Copy the lines of the records below without any change, starting with the line that contains "Exercise. Point out every instance of the toad's eye" and going on through the line that contains "x=541, y=214", with both of those lines included.

********************

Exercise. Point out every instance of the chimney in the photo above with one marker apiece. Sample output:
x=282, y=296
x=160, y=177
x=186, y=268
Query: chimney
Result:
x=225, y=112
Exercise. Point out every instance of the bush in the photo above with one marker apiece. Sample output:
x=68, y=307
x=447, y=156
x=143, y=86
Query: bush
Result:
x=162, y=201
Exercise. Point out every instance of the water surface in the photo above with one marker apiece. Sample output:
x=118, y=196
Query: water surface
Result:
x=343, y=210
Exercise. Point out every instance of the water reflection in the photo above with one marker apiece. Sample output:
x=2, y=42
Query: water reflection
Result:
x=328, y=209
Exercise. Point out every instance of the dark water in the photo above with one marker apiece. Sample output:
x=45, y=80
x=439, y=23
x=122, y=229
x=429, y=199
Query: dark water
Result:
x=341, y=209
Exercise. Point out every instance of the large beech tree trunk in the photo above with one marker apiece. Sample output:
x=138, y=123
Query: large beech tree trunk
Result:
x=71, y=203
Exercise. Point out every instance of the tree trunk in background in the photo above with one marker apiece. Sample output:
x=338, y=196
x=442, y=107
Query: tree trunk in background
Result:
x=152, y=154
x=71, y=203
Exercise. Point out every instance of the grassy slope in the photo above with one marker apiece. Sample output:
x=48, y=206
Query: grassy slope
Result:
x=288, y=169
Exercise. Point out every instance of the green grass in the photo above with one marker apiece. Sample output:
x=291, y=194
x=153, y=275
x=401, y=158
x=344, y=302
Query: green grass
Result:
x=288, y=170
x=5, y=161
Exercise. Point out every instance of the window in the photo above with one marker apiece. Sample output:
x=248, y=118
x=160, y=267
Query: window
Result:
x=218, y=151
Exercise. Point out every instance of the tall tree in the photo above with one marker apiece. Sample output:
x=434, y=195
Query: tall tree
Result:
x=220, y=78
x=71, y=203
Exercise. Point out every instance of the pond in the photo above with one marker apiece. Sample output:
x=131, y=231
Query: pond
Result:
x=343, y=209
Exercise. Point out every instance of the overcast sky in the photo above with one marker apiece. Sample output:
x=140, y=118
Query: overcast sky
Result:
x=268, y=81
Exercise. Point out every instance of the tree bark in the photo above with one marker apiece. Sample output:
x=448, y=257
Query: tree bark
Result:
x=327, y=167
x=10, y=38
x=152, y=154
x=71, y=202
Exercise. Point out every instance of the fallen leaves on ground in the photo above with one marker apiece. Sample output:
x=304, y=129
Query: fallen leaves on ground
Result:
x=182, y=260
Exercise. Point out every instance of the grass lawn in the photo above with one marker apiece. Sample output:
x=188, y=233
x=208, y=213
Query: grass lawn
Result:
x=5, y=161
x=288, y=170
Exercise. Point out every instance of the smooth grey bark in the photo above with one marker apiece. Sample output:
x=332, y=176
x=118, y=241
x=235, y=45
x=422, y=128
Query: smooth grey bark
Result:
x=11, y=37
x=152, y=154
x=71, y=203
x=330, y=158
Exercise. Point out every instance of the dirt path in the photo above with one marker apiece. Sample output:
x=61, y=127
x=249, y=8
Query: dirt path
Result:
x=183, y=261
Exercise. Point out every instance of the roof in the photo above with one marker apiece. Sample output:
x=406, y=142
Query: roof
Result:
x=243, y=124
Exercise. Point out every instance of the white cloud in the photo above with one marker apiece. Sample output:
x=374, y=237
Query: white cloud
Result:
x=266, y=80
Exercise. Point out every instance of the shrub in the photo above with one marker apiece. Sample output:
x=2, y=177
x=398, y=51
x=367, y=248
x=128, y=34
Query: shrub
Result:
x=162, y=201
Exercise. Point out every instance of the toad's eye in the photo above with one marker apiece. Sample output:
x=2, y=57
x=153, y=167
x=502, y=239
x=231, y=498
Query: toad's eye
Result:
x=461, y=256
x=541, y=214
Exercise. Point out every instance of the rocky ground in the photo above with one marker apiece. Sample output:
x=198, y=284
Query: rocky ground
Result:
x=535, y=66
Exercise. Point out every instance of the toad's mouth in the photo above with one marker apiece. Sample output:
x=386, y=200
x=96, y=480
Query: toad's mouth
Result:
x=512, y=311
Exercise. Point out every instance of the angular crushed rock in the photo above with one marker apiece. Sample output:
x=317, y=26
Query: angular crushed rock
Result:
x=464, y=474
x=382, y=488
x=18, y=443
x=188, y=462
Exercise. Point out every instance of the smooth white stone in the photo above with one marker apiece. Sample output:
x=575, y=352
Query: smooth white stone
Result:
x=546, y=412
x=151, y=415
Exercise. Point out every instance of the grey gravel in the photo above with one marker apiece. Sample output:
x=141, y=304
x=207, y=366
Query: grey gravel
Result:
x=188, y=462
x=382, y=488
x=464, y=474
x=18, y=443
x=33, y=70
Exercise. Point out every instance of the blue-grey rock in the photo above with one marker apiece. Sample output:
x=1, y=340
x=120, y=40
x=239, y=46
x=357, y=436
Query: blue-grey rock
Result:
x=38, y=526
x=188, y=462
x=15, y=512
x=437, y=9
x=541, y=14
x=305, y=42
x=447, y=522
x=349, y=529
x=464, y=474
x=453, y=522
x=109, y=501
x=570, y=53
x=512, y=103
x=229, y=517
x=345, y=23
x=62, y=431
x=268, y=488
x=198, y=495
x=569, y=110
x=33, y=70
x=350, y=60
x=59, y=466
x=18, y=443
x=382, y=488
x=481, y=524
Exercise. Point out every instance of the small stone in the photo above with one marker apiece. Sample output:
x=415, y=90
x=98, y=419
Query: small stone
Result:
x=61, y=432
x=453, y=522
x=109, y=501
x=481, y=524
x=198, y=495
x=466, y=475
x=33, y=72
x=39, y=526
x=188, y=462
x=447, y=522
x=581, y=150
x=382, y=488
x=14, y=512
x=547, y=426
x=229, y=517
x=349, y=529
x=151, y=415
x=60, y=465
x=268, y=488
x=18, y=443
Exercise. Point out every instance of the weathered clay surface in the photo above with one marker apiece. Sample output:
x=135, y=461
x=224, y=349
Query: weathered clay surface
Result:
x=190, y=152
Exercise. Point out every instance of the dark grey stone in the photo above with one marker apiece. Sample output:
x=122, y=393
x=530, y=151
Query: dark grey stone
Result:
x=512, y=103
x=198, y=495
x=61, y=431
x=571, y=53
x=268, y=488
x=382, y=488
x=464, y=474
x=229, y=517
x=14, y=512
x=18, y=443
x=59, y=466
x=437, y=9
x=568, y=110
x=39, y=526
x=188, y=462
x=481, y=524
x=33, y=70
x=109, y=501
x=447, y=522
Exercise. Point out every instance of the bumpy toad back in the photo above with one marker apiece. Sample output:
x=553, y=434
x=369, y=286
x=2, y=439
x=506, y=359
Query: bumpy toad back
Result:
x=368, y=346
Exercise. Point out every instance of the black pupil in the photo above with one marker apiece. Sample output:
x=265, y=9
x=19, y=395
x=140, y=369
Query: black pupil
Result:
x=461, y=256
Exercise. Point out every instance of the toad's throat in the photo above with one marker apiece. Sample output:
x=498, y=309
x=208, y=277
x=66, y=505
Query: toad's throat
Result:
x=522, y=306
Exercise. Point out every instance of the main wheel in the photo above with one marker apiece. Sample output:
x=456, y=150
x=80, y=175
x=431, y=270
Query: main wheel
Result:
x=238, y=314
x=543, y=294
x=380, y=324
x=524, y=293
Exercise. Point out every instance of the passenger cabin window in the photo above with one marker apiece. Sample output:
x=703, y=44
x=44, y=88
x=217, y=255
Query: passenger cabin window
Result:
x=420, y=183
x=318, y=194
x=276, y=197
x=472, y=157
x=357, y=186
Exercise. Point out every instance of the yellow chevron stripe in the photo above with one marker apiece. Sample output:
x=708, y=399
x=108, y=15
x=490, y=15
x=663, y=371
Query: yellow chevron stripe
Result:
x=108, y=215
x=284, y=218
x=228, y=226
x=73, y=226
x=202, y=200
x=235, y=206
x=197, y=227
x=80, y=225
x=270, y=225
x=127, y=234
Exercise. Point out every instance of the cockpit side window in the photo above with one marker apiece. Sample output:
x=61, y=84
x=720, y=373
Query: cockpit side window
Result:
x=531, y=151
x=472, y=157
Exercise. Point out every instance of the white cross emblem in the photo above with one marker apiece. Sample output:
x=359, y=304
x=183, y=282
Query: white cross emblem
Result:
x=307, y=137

********************

COMPLETE RESPONSE
Exercise. Point out every instance of the toad's eye in the photo above with one marker apiece. Sample output:
x=2, y=57
x=153, y=167
x=502, y=239
x=231, y=498
Query: toad's eye
Result:
x=461, y=256
x=541, y=214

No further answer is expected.